### Aim:
Extend the mailing-list thread about the rcutorture "End of test: RCU_HOTPLUG" message, picking up after its final sentence.

I am wondering that meaning of "RCU_HOTPLUG". Is it expected because
cpu hotplug is enabled in the test? Or just represents another type of
failure?

Thanks,
Su



^ permalink raw reply	[flat|nested] 6+ messages in thread

* Re: rcutorture: meaning of "End of test: RCU_HOTPLUG"
  2019-01-22  3:40 rcutorture: meaning of "End of test: RCU_HOTPLUG" Su Yue
@ 2019-01-22  4:01 ` Paul E. McKenney
  2019-01-22  8:42   ` Su Yue
  0 siblings, 1 reply; 6+ messages in thread
From: Paul E. McKenney @ 2019-01-22  4:01 UTC (permalink / raw)
  To: Su Yue
  Cc: linux-kernel, josh, rostedt, mathieu.desnoyers, jiangshanlai, Li,
	Philip, lkp-developer

On Tue, Jan 22, 2019 at 11:40:53AM +0800, Su Yue wrote:
> Hi, guys
>   While running rcutorture tests with "onoff_interval", some tests
> failed and results show like:
> 
> =====================================================================
> [  316.354501] srcud-torture:--- End of test: RCU_HOTPLUG:
> nreaders=1 nfakewriters=4 stat_interval=60 verbose=2
> test_no_idle_hz=1 shuffle_interval=3 stutter=5 irqreader=1 fq\
> s_duration=0 fqs_holdoff=0 fqs_stutter=3 test_boost=1/0
> test_boost_interval=7 test_boost_duration=4 shutdown_secs=0
> stall_cpu=0 stall_cpu_holdoff=10 stall_cpu_irqsoff=0 n_ba\
> rrier_cbs=0 onoff_interval=3 onoff_holdoff=0
> ====================================================================
> 
> I am wondering that meaning of "RCU_HOTPLUG". Is it expected because
> cpu hotplug is enabled in the test? Or just represents another type of
> failure?

This says that at least one CPU hotplug operation failed, that is,
the CPU didn't actually come online or go offline as requested.  If you
are introducing CPU hotplug to an architecture, this usually indicates
that you have bugs in your CPU-hotplug code.  Or it nmight be that
RCU grace periods failed to progress -- though this would normally
also result in RCU CPU stall warnings.

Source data
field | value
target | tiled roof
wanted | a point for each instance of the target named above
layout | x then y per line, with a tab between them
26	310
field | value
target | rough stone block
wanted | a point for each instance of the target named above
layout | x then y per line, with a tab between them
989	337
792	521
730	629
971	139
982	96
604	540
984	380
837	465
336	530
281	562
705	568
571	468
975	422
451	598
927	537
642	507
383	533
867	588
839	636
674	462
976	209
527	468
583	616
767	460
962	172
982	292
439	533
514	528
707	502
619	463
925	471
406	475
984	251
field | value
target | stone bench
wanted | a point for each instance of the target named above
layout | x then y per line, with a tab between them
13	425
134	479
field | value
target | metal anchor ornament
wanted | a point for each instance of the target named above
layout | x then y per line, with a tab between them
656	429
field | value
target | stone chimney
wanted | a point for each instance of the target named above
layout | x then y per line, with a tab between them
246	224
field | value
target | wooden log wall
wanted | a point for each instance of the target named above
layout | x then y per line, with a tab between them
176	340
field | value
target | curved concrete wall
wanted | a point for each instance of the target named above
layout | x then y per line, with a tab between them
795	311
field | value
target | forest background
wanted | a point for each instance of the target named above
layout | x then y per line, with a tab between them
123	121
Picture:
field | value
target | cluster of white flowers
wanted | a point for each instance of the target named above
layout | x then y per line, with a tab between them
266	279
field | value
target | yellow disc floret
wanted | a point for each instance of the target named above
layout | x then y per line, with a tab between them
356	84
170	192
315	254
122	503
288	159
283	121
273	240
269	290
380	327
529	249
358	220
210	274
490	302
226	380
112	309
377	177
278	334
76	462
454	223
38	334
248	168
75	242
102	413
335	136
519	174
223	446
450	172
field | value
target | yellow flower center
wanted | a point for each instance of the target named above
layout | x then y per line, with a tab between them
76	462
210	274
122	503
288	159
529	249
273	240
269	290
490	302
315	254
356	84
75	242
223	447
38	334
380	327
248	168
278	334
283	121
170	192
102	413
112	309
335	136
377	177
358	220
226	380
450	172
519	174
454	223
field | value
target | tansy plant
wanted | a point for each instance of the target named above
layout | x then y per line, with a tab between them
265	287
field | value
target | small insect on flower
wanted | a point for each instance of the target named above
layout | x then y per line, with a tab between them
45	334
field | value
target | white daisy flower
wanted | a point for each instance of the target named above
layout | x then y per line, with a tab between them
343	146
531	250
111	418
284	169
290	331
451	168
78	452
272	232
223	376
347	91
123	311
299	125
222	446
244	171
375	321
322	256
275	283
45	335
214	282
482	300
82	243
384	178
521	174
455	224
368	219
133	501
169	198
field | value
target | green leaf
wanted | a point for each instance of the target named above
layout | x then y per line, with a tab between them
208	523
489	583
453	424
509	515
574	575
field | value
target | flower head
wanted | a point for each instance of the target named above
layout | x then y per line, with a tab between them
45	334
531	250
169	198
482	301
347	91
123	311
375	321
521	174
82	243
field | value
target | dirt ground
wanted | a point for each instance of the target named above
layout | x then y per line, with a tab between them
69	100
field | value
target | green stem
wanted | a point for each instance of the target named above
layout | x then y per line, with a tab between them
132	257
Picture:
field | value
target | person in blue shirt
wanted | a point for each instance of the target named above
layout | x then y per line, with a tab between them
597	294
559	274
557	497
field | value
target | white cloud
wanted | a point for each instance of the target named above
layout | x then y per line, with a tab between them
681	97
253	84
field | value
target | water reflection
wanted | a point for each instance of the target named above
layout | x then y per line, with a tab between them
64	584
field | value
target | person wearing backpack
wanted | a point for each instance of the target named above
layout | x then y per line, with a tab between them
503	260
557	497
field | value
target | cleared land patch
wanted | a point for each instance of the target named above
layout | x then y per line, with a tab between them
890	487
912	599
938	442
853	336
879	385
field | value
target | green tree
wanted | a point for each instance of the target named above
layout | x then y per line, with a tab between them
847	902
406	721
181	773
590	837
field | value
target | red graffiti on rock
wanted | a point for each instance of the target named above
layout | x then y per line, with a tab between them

### Expected answer:
There should be lines containing "ver:" in your console output.  What
does one of the later one of these say?

							Thanx, Paul


^ permalink raw reply	[flat|nested] 6+ messages in thread

* Re: rcutorture: meaning of "End of test: RCU_HOTPLUG"
  2019-01-22  4:01 ` Paul E. McKenney
@ 2019-01-22  8:42   ` Su Yue
  2019-01-23  3:22     ` Paul E. McKenney
  0 siblings, 1 reply; 6+ messages in thread
From: Su Yue @ 2019-01-22  8:42 UTC (permalink / raw)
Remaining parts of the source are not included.